_Labeled-object pointing entries_
┄┄┄┄┄┄┄┄┄┄┄┄┄┄┄┄┄┄┄┄

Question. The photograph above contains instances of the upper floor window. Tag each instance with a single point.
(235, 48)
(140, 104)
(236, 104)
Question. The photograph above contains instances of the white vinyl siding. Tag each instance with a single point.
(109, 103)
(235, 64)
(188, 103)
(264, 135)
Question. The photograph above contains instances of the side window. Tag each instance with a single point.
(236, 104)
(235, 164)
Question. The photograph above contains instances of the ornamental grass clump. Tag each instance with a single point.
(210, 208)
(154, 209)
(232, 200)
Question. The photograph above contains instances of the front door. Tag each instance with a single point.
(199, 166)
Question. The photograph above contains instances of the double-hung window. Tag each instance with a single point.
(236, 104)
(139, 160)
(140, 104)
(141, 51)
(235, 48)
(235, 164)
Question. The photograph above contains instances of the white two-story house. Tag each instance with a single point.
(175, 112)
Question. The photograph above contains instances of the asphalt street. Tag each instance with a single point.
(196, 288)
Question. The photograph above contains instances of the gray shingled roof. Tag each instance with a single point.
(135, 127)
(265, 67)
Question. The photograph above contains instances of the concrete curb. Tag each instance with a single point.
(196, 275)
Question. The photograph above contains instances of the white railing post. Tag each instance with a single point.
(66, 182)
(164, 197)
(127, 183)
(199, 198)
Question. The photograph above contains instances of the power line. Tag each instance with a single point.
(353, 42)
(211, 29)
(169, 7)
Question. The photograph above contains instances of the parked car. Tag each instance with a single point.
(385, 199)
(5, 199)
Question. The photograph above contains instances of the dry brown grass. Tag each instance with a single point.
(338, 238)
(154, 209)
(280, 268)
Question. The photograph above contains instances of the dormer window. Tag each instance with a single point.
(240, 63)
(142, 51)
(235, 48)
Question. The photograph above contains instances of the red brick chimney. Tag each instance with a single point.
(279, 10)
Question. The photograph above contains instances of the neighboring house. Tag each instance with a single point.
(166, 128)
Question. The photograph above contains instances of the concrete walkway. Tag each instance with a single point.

┄┄┄┄┄┄┄┄┄┄┄┄┄┄┄┄┄┄┄┄

_Aim of the exercise_
Print every record exactly as it was given.

_Task result_
Question. The photograph above contains instances of the upper floor window. Tag each instance with a single point.
(235, 48)
(140, 104)
(236, 104)
Question. The photograph above contains instances of the white vinyl siding. Tag each instance with a single point.
(109, 103)
(235, 64)
(188, 103)
(264, 135)
Question. The photograph above contains instances of the side window. Tag each instance with a single point.
(236, 104)
(235, 164)
Question. The photograph above contains instances of the ornamental grass clump. Tag each instance with a single point.
(210, 208)
(154, 209)
(232, 200)
Question. The photograph above contains instances of the front door. Tag each instance with a single point.
(199, 166)
Question. The photograph above contains instances of the double-hung window. Tag each instance with a single point.
(236, 104)
(139, 160)
(140, 104)
(141, 51)
(235, 48)
(235, 164)
Question. The photograph above contains instances of the white two-story house. Tag each instance with a single point.
(175, 112)
Question. The photograph above contains instances of the asphalt street. Tag each instance with a single point.
(196, 288)
Question. The photograph above contains instances of the gray shingled roof. Tag each instance with a single point.
(135, 127)
(265, 67)
Question. The photograph above contains instances of the concrete curb. Tag each instance with a single point.
(196, 275)
Question. The photograph above contains instances of the white railing post. Tag each instance with a single point.
(66, 182)
(164, 197)
(127, 183)
(199, 198)
Question. The photograph above contains instances of the power line. Tag each instance with a single point.
(353, 42)
(211, 29)
(169, 7)
Question. The photograph above contains instances of the parked car. Tag each instance with a single point.
(385, 199)
(5, 199)
Question. The photograph above contains instances of the dry brown grass. Tag each instance with a single point.
(338, 238)
(154, 209)
(280, 268)
Question. The photograph above contains instances of the dormer window. Tag each instance with a single point.
(240, 63)
(142, 51)
(235, 48)
Question. The photograph above contains instances of the red brick chimney. Tag each instance with a single point.
(279, 10)
Question. The photograph above contains instances of the neighboring house. Tag each instance with a single point.
(166, 128)
Question. The photograph above contains instances of the concrete walkway. Tag each instance with a single point.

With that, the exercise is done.